** START **

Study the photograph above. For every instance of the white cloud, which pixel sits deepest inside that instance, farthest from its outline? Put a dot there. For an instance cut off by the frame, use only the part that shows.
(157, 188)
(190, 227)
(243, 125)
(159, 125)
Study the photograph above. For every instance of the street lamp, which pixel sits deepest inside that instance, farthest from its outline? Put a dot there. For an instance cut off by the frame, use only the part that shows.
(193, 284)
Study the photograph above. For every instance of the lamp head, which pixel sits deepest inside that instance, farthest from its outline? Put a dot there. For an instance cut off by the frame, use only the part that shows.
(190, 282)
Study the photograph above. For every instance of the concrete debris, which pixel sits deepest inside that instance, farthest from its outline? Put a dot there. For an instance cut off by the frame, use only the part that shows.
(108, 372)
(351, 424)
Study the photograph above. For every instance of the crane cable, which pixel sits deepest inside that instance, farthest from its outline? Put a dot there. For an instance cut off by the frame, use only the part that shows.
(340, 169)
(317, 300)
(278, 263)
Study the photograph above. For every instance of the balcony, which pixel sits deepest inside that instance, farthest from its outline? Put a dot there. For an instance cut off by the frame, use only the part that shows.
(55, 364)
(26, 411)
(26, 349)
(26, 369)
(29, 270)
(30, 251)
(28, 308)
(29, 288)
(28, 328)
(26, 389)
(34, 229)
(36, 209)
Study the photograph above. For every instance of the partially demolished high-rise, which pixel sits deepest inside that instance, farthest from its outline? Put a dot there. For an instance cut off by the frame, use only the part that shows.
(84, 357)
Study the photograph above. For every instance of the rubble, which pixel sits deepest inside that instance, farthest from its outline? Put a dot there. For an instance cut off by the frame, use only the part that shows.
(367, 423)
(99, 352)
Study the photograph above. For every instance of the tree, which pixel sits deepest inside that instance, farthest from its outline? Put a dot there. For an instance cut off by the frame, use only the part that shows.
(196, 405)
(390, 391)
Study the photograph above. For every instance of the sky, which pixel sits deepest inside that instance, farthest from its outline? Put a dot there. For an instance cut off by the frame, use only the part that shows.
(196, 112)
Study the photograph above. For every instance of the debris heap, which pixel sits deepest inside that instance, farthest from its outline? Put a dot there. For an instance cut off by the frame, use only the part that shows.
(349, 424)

** END **

• What needs to be done
Rewrite every line above as a numbered list, leaving out any blank lines.

• Answer to this task
1. Study the photograph above. For every instance of the white cloud, which pixel sits deepest inside that instance, farthest from its outline? Put a dot there. For an instance cut off by the frame, use only the part that shows.
2. (157, 188)
3. (190, 227)
4. (243, 125)
5. (159, 125)
6. Study the photograph above. For every instance of the street lamp, which pixel sits deepest inside that instance, farthest from its outline? Put a dot there. For an instance cut off by the frame, use only the part that shows.
7. (193, 284)
8. Study the photograph above. For every instance of the lamp head, which pixel sits deepest inside that instance, farthest from its outline? Put a dot there. For an instance cut off by the frame, use only the part that shows.
9. (190, 282)
10. Study the photograph above. For every instance of the concrete debris, which pixel sits deepest inside that instance, farthest from its outline? Put a dot there. For an instance cut off by the frame, use only the part that shows.
11. (108, 372)
12. (351, 424)
13. Study the photograph above. For every instance of the crane cable, which pixel sits deepest inside that instance, farthest from its outline? Put a dot there. For an instance cut off by the frame, use only the part that shows.
14. (340, 169)
15. (317, 300)
16. (278, 263)
17. Study the photograph above. For every instance of the balcony, which pixel sits deepest inside that instance, farthest from its outline? Put a dot there. For an instance cut off by the frame, use only the part that shows.
18. (55, 364)
19. (26, 411)
20. (26, 349)
21. (26, 369)
22. (29, 270)
23. (30, 251)
24. (28, 308)
25. (29, 288)
26. (28, 328)
27. (26, 389)
28. (34, 229)
29. (36, 209)
30. Study the photograph above. For every instance of the partially demolished high-rise, which pixel sits deepest inside that instance, farthest from its outline? Put a dot there. For an instance cut off by the frame, use only the part that shows.
31. (84, 357)
32. Study the photograph above. For every instance of the rubble, which pixel sits deepest inside that instance, farthest from its outline? Put a dot there. For an instance cut off by the frame, use only the part that shows.
33. (367, 423)
34. (99, 352)
35. Study the photograph above. For every instance of the tree, which pixel sits deepest inside that instance, farthest from its outline? Put a dot there. For an instance cut off by the frame, use only the part that shows.
36. (196, 405)
37. (390, 391)
38. Study the photograph above. For every instance of the sky, which pixel sits deepest inside that instance, farthest from its outline? Put a dot there. For an instance cut off by the frame, use only the part that shows.
39. (196, 112)
40. Study the photograph above. For every instance of the debris heap, which pixel sits deepest inside that instance, farthest from its outline? Put a dot there. For an instance cut off by the frame, use only the part that shows.
41. (349, 424)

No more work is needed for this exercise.